--- DATA PROVIDED ---

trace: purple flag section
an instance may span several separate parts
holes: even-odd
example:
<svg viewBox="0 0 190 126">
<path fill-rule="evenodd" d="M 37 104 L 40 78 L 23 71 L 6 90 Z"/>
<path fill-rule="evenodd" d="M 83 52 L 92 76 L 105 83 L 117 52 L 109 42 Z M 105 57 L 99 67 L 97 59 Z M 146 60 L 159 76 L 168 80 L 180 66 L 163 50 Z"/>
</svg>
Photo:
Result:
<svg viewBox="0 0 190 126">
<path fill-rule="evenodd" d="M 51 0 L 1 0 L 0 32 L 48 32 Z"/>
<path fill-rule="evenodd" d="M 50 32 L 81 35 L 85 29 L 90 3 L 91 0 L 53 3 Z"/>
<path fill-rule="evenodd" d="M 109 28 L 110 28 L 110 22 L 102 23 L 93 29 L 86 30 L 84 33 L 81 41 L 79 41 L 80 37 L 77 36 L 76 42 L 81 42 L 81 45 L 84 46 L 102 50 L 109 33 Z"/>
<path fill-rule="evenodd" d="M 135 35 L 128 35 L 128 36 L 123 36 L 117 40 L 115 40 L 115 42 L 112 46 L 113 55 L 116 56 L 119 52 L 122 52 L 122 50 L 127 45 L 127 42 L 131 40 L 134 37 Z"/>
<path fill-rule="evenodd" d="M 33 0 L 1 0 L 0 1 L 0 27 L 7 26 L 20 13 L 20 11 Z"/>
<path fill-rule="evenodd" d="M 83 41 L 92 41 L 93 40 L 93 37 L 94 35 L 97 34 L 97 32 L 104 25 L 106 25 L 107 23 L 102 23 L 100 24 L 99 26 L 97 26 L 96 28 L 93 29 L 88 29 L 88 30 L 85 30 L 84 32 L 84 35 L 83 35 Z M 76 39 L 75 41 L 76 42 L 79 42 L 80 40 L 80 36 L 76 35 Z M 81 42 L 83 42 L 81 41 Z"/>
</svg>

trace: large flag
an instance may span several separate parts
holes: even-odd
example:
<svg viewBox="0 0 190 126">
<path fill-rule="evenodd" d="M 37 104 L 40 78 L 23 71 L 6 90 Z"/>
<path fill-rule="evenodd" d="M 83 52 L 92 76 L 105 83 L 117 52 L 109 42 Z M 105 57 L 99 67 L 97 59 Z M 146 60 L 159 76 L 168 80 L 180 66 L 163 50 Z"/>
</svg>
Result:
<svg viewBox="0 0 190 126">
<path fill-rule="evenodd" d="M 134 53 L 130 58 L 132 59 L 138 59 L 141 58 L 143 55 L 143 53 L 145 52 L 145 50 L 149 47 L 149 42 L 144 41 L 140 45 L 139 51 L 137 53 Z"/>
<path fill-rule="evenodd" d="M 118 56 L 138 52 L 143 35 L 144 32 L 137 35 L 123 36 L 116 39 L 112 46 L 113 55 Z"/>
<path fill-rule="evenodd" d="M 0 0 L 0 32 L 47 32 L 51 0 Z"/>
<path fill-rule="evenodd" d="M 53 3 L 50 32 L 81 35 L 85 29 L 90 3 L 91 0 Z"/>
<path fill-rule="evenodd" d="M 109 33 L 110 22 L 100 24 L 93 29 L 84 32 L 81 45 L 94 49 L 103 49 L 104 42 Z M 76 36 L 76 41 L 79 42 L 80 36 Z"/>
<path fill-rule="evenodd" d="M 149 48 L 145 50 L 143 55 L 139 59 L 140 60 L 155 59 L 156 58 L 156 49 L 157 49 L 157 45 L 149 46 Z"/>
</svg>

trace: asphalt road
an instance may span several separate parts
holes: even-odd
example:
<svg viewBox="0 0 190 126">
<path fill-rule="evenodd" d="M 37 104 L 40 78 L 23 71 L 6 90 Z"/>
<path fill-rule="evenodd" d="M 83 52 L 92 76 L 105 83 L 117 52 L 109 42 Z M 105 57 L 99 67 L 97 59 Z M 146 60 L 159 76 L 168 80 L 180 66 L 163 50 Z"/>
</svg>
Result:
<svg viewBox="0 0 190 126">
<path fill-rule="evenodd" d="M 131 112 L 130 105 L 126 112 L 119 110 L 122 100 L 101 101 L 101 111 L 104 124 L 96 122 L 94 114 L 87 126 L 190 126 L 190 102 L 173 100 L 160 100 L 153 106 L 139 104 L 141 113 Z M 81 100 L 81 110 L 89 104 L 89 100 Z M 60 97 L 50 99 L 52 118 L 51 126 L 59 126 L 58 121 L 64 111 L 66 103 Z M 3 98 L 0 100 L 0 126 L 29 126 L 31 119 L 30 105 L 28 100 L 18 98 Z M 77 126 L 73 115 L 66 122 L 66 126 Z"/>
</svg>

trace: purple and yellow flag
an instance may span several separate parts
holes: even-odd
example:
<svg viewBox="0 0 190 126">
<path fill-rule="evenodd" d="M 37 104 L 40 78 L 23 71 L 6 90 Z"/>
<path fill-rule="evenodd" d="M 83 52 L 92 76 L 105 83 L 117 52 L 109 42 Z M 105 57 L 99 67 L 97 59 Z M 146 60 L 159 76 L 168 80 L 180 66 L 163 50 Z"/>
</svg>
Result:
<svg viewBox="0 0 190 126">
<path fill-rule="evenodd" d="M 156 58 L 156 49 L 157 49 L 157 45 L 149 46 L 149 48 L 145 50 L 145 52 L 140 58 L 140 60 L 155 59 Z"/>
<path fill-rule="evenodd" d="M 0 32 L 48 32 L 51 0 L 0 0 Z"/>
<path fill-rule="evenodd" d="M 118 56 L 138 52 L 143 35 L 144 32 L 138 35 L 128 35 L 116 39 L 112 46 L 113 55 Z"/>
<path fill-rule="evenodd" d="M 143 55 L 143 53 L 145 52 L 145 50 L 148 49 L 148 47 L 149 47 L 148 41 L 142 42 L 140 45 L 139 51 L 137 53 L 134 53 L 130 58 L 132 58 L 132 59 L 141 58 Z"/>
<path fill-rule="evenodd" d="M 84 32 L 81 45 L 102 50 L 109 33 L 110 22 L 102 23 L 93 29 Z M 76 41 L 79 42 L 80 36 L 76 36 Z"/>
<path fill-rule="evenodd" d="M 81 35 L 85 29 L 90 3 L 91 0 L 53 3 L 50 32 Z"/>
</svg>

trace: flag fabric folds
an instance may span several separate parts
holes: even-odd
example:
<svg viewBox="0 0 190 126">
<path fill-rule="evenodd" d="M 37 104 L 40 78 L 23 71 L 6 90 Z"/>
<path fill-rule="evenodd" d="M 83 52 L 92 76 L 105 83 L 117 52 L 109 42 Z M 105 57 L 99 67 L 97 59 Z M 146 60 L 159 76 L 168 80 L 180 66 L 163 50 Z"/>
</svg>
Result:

---

- _WHAT THIS TASK INVOLVES_
In all the records, switch "separate" to "distinct" and give the lines again with nothing else changed.

- _SOLUTION FOR THIS EXERCISE_
trace: purple flag section
an instance may span several distinct parts
holes: even-odd
example:
<svg viewBox="0 0 190 126">
<path fill-rule="evenodd" d="M 37 104 L 40 78 L 23 71 L 6 90 Z"/>
<path fill-rule="evenodd" d="M 83 52 L 92 76 L 105 83 L 117 52 L 109 42 Z M 105 57 L 99 67 L 97 59 Z M 146 60 L 159 76 L 168 80 L 180 66 L 163 50 Z"/>
</svg>
Photo:
Result:
<svg viewBox="0 0 190 126">
<path fill-rule="evenodd" d="M 51 0 L 1 0 L 0 32 L 48 32 Z"/>
<path fill-rule="evenodd" d="M 50 32 L 81 35 L 85 29 L 90 3 L 91 0 L 53 3 Z"/>
<path fill-rule="evenodd" d="M 109 28 L 110 28 L 110 22 L 102 23 L 93 29 L 86 30 L 84 33 L 81 41 L 79 41 L 80 37 L 77 36 L 76 42 L 81 42 L 81 45 L 84 46 L 102 50 L 109 33 Z"/>
<path fill-rule="evenodd" d="M 135 35 L 128 35 L 128 36 L 123 36 L 117 40 L 115 40 L 115 42 L 112 46 L 113 55 L 116 56 L 119 52 L 122 52 L 122 50 L 127 45 L 127 42 L 131 40 L 134 37 Z"/>
<path fill-rule="evenodd" d="M 33 0 L 1 0 L 0 1 L 0 27 L 7 26 L 20 13 L 20 11 Z"/>
<path fill-rule="evenodd" d="M 83 41 L 92 41 L 93 40 L 93 37 L 94 35 L 97 34 L 97 32 L 104 25 L 106 25 L 107 23 L 102 23 L 100 24 L 99 26 L 97 26 L 96 28 L 93 29 L 88 29 L 88 30 L 85 30 L 84 32 L 84 35 L 83 35 Z M 76 39 L 75 41 L 76 42 L 79 42 L 80 40 L 80 36 L 76 35 Z M 81 42 L 83 42 L 81 41 Z"/>
</svg>

trace: large flag
an instance may span several distinct parts
holes: even-odd
example:
<svg viewBox="0 0 190 126">
<path fill-rule="evenodd" d="M 37 104 L 40 78 L 23 71 L 6 90 Z"/>
<path fill-rule="evenodd" d="M 83 52 L 92 76 L 105 83 L 117 52 L 109 42 Z M 105 57 L 99 67 L 97 59 Z M 146 60 L 159 76 L 168 80 L 180 66 L 163 50 Z"/>
</svg>
Result:
<svg viewBox="0 0 190 126">
<path fill-rule="evenodd" d="M 134 53 L 130 58 L 132 59 L 138 59 L 141 58 L 143 55 L 143 53 L 145 52 L 145 50 L 149 47 L 149 42 L 144 41 L 140 45 L 139 51 L 137 53 Z"/>
<path fill-rule="evenodd" d="M 118 56 L 138 52 L 143 35 L 144 32 L 137 35 L 123 36 L 116 39 L 112 46 L 113 55 Z"/>
<path fill-rule="evenodd" d="M 0 0 L 0 32 L 47 32 L 51 0 Z"/>
<path fill-rule="evenodd" d="M 53 3 L 50 32 L 81 35 L 85 29 L 90 3 L 91 0 Z"/>
<path fill-rule="evenodd" d="M 109 33 L 110 22 L 100 24 L 93 29 L 84 32 L 81 45 L 94 49 L 103 49 L 104 42 Z M 76 36 L 76 41 L 79 42 L 80 36 Z"/>
<path fill-rule="evenodd" d="M 149 48 L 145 50 L 143 55 L 139 59 L 140 60 L 155 59 L 156 58 L 156 49 L 157 49 L 157 45 L 149 46 Z"/>
</svg>

trace: asphalt road
an instance may span several distinct parts
holes: even-odd
example:
<svg viewBox="0 0 190 126">
<path fill-rule="evenodd" d="M 37 104 L 40 78 L 23 71 L 6 90 Z"/>
<path fill-rule="evenodd" d="M 83 52 L 92 76 L 105 83 L 117 52 L 109 42 Z M 105 57 L 99 67 L 97 59 Z M 146 60 L 159 76 L 168 80 L 180 66 L 163 50 Z"/>
</svg>
Result:
<svg viewBox="0 0 190 126">
<path fill-rule="evenodd" d="M 131 112 L 130 105 L 126 112 L 119 110 L 122 100 L 101 101 L 101 111 L 104 124 L 96 122 L 94 114 L 87 126 L 190 126 L 190 102 L 173 100 L 160 100 L 153 106 L 139 104 L 141 113 Z M 81 100 L 81 110 L 89 104 L 89 100 Z M 60 97 L 50 99 L 52 118 L 51 126 L 59 126 L 58 121 L 64 111 L 66 103 Z M 3 98 L 0 100 L 0 126 L 29 126 L 31 119 L 30 105 L 28 100 L 18 98 Z M 77 126 L 73 115 L 66 122 L 66 126 Z"/>
</svg>

trace: purple and yellow flag
an instance may span several distinct parts
holes: even-odd
example:
<svg viewBox="0 0 190 126">
<path fill-rule="evenodd" d="M 37 104 L 40 78 L 23 71 L 6 90 Z"/>
<path fill-rule="evenodd" d="M 83 52 L 92 76 L 105 83 L 117 52 L 109 42 Z M 105 57 L 99 67 L 97 59 Z M 146 60 L 159 76 L 168 80 L 180 66 L 163 50 Z"/>
</svg>
Result:
<svg viewBox="0 0 190 126">
<path fill-rule="evenodd" d="M 156 58 L 156 49 L 157 49 L 157 45 L 149 46 L 149 48 L 145 50 L 145 52 L 140 58 L 140 60 L 155 59 Z"/>
<path fill-rule="evenodd" d="M 0 32 L 48 32 L 51 0 L 0 0 Z"/>
<path fill-rule="evenodd" d="M 118 56 L 138 52 L 143 35 L 144 32 L 138 35 L 128 35 L 116 39 L 112 46 L 113 55 Z"/>
<path fill-rule="evenodd" d="M 143 55 L 143 53 L 145 52 L 145 50 L 148 49 L 148 47 L 149 47 L 148 41 L 142 42 L 140 45 L 139 51 L 137 53 L 134 53 L 130 58 L 132 58 L 132 59 L 141 58 Z"/>
<path fill-rule="evenodd" d="M 84 32 L 81 45 L 102 50 L 109 33 L 110 22 L 102 23 L 93 29 Z M 76 41 L 79 42 L 80 36 L 76 36 Z"/>
<path fill-rule="evenodd" d="M 81 35 L 85 29 L 90 3 L 91 0 L 53 3 L 50 32 Z"/>
</svg>

trace: flag fabric folds
an instance may span several distinct parts
holes: even-odd
example:
<svg viewBox="0 0 190 126">
<path fill-rule="evenodd" d="M 37 104 L 40 78 L 23 71 L 6 90 Z"/>
<path fill-rule="evenodd" d="M 83 52 L 92 76 L 105 83 L 117 52 L 109 42 Z M 105 57 L 99 67 L 97 59 Z M 146 60 L 159 76 L 168 80 L 180 66 L 163 50 Z"/>
</svg>
Result:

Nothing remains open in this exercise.